**Stated task:**
Rewrite the lines below with "small shrub" swapped for "low bush", leaving everything else untouched.

**Dataset records:**
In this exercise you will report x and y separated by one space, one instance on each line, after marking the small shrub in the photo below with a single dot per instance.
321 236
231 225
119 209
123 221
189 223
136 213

**Final result:**
In this exercise you will report x and y separated by one space, one instance on each line, after marking the low bush in the photo below with a single dot per instance.
321 236
231 225
119 209
123 221
189 223
136 213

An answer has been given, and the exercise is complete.